╭─ Material shown

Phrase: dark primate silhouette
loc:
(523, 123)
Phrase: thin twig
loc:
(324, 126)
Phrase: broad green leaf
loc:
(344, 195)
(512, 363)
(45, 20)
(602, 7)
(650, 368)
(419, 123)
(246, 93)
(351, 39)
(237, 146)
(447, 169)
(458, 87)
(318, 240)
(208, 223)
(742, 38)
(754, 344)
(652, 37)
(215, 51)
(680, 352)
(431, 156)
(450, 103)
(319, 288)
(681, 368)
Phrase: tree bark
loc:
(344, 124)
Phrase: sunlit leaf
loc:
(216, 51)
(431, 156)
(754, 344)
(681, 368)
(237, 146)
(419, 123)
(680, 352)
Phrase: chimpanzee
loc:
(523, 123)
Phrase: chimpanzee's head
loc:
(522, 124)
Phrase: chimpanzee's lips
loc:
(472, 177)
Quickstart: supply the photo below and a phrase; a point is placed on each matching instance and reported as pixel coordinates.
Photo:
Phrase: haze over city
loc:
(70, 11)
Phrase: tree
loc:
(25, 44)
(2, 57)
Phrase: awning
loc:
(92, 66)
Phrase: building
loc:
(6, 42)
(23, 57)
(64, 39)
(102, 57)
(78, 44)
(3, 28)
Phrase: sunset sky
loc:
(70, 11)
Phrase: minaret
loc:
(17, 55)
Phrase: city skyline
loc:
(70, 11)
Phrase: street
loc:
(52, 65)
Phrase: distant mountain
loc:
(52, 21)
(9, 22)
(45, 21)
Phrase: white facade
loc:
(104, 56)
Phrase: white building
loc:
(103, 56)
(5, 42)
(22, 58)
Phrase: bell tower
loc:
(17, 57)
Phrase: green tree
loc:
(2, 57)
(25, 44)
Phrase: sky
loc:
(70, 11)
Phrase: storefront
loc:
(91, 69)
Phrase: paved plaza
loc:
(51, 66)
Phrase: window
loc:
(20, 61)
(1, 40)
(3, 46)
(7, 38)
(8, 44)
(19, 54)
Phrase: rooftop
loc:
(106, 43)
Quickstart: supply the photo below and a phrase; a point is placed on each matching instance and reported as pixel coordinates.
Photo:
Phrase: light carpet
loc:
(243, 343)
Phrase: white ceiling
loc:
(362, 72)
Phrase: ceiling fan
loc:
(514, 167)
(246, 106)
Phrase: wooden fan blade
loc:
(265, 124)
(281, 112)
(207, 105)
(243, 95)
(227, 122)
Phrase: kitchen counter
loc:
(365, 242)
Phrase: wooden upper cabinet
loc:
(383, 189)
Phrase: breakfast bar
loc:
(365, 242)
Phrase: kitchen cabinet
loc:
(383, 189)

╰─

* _What you have to do_: Only the lines from the one containing "Phrase: thin twig" to the end of the records should be repeated, exactly as they appear.

* _Solution to this problem_:
Phrase: thin twig
loc:
(324, 126)
Phrase: broad green leaf
loc:
(344, 195)
(512, 363)
(45, 20)
(602, 7)
(650, 368)
(419, 123)
(246, 93)
(351, 39)
(237, 146)
(447, 169)
(458, 87)
(318, 240)
(208, 223)
(742, 38)
(754, 344)
(652, 37)
(215, 51)
(680, 352)
(431, 156)
(450, 103)
(319, 288)
(681, 368)
Phrase: tree bark
loc:
(344, 124)
Phrase: sunlit leaf
loc:
(216, 51)
(431, 156)
(754, 344)
(681, 368)
(237, 146)
(419, 123)
(680, 352)
Phrase: chimpanzee
loc:
(523, 123)
Phrase: chimpanzee's head
loc:
(522, 124)
Phrase: chimpanzee's lips
loc:
(472, 177)
Quickstart: supply the photo below and a phrase; a point is placed on each matching instance and reported as pixel coordinates.
Photo:
Phrase: haze over city
loc:
(70, 11)
Phrase: tree
loc:
(25, 44)
(2, 57)
Phrase: awning
loc:
(92, 66)
Phrase: building
loc:
(6, 42)
(23, 57)
(64, 39)
(102, 57)
(78, 44)
(3, 28)
Phrase: sunset sky
loc:
(70, 11)
Phrase: minaret
loc:
(17, 55)
Phrase: city skyline
loc:
(70, 11)
Phrase: street
loc:
(52, 65)
Phrase: distant mountain
loc:
(52, 21)
(9, 22)
(45, 21)
Phrase: white facade
loc:
(104, 56)
Phrase: white building
loc:
(103, 56)
(5, 42)
(22, 58)
Phrase: bell tower
loc:
(17, 57)
Phrase: green tree
loc:
(2, 57)
(25, 44)
Phrase: sky
loc:
(70, 11)
Phrase: storefront
loc:
(91, 69)
Phrase: paved plaza
loc:
(51, 66)
Phrase: window
loc:
(20, 61)
(1, 40)
(3, 46)
(7, 38)
(8, 44)
(19, 54)
Phrase: rooftop
loc:
(106, 43)
Quickstart: supply the photo below and a phrase; a point is placed on each matching instance and reported as pixel coordinates.
Photo:
Phrase: light carpet
loc:
(243, 343)
Phrase: white ceiling
loc:
(362, 72)
Phrase: ceiling fan
loc:
(514, 167)
(246, 106)
Phrase: wooden fan blade
loc:
(265, 124)
(281, 112)
(207, 105)
(243, 95)
(227, 122)
Phrase: kitchen counter
loc:
(365, 242)
Phrase: wooden upper cabinet
loc:
(383, 189)
Phrase: breakfast bar
loc:
(365, 242)
Phrase: kitchen cabinet
loc:
(383, 189)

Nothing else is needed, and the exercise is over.